> _TEXT BLOCK_
** begin **
The Kalahari Peoples Fund (KPF) is a non-profit organization formed for the benefit of the San and other peoples of the Kalahari desert region of southern Africa. KPF is a non-government advocacy group composed of anthropologists, development workers, and other interested individuals who have worked closely with the San or are familiar with the situations they are dealing with. KPF’s function is to act as a channel of communication between southern African peoples and the wider world, bringing information about their hopes and needs to interested individuals, groups, and agencies who are able to help them.

 

Since its beginning in 1973, KPF has responded to several requests for help made by San, Nama, and other rural southern African communities. It does this by raising funds and providing technical and advisory assistance. San and other Kalahari peoples are having to cope with rapidly changing conditions as populations have grown and development programs have expanded. Political, economic, and environmental conditions have changed significantly, and local peoples have undergone transformations in the ways that they live and interact both among themselves and with the governments of the states where they live.
** end **
> _OBJECTIVE A_
Quote the part of the Kalahari Peoples Fund passage that opens with the words containing "The Kalahari Peoples" and closes with "to help them.".
> _OBJECTIVE B_
According to the Kalahari Peoples Fund passage, in what year did KPF begin?
> _OBJECTIVE C_
Carry on the Kalahari Peoples Fund passage from its last sentence.
The rows play no role in any of this.

(Data records)
** begin **
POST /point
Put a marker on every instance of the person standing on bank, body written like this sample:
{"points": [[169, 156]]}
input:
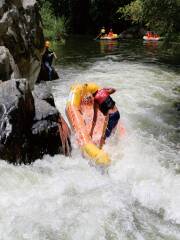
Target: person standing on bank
{"points": [[104, 102], [47, 59]]}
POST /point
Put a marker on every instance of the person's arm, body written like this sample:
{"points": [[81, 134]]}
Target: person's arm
{"points": [[110, 90], [54, 55], [94, 118]]}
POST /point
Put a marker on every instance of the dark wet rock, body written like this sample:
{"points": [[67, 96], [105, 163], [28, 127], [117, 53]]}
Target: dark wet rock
{"points": [[42, 91], [8, 68], [29, 126], [16, 115], [21, 33], [43, 74]]}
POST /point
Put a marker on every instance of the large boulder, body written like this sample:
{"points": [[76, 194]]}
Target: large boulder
{"points": [[8, 68], [21, 33], [29, 126], [16, 115]]}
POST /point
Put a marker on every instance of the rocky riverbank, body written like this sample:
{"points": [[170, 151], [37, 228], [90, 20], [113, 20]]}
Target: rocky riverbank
{"points": [[30, 124]]}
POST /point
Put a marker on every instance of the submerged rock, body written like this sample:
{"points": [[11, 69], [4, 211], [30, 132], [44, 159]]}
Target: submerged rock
{"points": [[29, 126], [43, 74], [16, 115]]}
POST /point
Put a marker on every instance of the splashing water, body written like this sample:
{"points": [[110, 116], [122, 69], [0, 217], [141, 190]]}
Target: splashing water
{"points": [[138, 197]]}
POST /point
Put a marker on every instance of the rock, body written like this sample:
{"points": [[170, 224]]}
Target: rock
{"points": [[21, 33], [16, 115], [43, 92], [29, 126], [43, 74], [8, 68], [45, 130]]}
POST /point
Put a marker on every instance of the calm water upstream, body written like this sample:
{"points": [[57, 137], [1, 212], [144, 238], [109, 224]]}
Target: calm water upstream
{"points": [[60, 198]]}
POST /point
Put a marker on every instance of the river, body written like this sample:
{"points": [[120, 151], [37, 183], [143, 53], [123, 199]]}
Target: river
{"points": [[61, 198]]}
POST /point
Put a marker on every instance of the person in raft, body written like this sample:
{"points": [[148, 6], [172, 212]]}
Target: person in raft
{"points": [[47, 59], [102, 32], [104, 102], [110, 34]]}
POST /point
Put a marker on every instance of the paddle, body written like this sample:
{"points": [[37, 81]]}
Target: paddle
{"points": [[98, 36]]}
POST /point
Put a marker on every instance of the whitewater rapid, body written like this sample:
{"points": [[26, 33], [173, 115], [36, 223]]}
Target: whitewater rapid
{"points": [[139, 195]]}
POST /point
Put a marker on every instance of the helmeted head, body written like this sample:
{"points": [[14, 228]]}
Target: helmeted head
{"points": [[47, 44]]}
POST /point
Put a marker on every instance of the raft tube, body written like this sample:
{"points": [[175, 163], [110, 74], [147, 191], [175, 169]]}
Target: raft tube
{"points": [[75, 117], [114, 37]]}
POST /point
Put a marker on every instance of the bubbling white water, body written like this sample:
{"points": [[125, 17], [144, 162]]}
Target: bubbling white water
{"points": [[138, 197]]}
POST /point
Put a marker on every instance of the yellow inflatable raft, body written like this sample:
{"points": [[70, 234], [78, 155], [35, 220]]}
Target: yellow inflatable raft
{"points": [[79, 110]]}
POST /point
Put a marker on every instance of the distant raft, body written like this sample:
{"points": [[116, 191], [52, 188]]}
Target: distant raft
{"points": [[113, 37], [146, 38]]}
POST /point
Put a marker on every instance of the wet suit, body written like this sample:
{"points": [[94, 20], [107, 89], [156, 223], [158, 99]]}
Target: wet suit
** end **
> _TASK RESPONSE A_
The Kalahari Peoples Fund (KPF) is a non-profit organization formed for the benefit of the San and other peoples of the Kalahari desert region of southern Africa. KPF is a non-government advocacy group composed of anthropologists, development workers, and other interested individuals who have worked closely with the San or are familiar with the situations they are dealing with. KPF’s function is to act as a channel of communication between southern African peoples and the wider world, bringing information about their hopes and needs to interested individuals, groups, and agencies who are able to help them.

> _TASK RESPONSE B_
1973

> _TASK RESPONSE C_
Currently, there are over 115,000 people who see themselves as San in southern Africa. Nearly half of these people are in the Republic of Botswana, and a third are in Namibia. San are also found in Angola, Zambia, Zimbabwe, and South Africa. Some of the San and other groups face economic difficulties in part because they have not been able to take advantage of some of the opportunities offered to their fellow citizens due to remoteness, insufficient information about the availability of funds, or lack of technical assistance. Many San are dealing with problems of severe poverty and lack of security of land tenure.

 

Help provided by the KPF has taken several forms. It has provided an anthropologist to act as liaison between local people and government agencies in Ngamiland, Botswana. KPF also funded an agricultural adviser to the people of Ngamiland. Scholarships have been provided to enable children to attend school. KPF has also made available small grants to organizations to undertake community projects, such as an irrigation scheme in a rural Nama settlement in southern Namibia. In addition, KPF personnel have conducted research on development-related issues that has been used in the design of agricultural, income generation, and other kinds of kinds of community development projects.

 

Present KPF projects include assisting in curriculum development for education, providing scholarships for students, sharing information on community-based natural resource management and local-level development projects, capacity-building in local-level organizations such as community trusts, and compiling a detailed overview of the applications of research and development work conducted in the Kalahari Desert region. KPF continues to try and bring accurate and up-to-date information on the situations and aspirations of Kalahari peoples to public attention.

Our organization provides responsible information and research on the Kalahari peoples for lawyers, students, volunteers and eco-travelers interested  in Southern Africa. We also give talks and workshops at many national and international venues to inform academia and the public about the current state of the Kalahari peoples.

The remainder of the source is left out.